ACTIVITY: A single figure is required: the number of lines below that contain "wood".

DATA UNDER STUDY:

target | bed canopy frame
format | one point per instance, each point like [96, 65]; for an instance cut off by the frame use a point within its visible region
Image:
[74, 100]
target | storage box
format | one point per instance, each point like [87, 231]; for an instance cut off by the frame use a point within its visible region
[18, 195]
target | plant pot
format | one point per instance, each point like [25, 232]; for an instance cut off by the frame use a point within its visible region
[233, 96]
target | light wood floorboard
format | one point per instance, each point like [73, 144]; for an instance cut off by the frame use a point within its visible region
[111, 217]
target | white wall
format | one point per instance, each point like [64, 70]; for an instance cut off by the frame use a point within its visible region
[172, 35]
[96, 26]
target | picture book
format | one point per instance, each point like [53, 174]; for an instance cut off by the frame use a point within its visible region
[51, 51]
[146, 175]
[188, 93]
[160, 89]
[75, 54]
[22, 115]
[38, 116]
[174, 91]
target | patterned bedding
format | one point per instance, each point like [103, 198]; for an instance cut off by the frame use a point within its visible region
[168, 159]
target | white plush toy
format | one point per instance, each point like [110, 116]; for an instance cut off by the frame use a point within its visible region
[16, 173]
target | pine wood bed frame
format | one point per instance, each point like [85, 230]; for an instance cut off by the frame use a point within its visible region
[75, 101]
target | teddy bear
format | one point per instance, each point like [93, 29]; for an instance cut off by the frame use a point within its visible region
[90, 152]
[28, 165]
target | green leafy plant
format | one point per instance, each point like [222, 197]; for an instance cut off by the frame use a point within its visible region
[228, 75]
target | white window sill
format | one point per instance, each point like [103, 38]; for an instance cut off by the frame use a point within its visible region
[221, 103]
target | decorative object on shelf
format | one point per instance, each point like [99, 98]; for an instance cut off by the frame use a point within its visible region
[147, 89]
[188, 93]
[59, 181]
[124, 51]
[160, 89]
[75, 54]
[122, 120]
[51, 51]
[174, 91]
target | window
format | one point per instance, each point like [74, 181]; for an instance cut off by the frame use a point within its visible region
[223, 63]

REPLY TO THE EXERCISE: 2